Begin

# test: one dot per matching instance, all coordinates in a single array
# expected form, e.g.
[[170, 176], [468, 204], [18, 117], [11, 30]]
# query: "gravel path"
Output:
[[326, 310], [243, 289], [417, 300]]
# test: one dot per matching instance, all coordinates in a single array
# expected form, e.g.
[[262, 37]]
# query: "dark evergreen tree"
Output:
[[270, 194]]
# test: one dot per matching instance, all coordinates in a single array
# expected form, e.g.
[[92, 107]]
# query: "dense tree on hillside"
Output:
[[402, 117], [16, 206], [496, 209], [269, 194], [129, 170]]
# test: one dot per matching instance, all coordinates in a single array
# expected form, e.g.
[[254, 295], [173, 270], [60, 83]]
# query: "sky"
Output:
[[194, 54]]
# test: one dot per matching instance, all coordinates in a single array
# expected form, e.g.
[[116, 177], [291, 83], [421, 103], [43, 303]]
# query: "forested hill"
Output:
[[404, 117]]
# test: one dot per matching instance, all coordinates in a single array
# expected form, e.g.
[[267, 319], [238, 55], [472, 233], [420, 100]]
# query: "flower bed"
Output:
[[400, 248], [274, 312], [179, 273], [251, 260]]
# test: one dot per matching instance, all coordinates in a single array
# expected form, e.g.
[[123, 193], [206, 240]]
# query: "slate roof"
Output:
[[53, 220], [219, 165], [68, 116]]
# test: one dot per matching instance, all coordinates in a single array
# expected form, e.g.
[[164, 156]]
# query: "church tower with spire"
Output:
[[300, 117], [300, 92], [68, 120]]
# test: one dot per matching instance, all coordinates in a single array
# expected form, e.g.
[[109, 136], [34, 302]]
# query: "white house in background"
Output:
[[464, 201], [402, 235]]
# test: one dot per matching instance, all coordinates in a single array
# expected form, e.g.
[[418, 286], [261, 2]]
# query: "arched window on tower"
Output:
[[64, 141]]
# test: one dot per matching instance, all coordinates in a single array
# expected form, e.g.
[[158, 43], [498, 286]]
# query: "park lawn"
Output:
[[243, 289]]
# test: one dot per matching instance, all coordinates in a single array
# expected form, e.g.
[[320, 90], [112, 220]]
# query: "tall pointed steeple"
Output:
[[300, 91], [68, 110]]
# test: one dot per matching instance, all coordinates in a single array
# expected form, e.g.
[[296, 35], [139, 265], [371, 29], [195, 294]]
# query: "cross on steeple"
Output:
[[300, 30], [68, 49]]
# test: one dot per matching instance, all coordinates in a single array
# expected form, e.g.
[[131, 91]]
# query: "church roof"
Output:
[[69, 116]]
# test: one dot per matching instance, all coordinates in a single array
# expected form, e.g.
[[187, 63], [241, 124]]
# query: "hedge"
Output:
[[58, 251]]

End

From the records above, pull out every line that contains the word "church", matching case exactly.

# query: "church tower with spire"
# query: "church roof"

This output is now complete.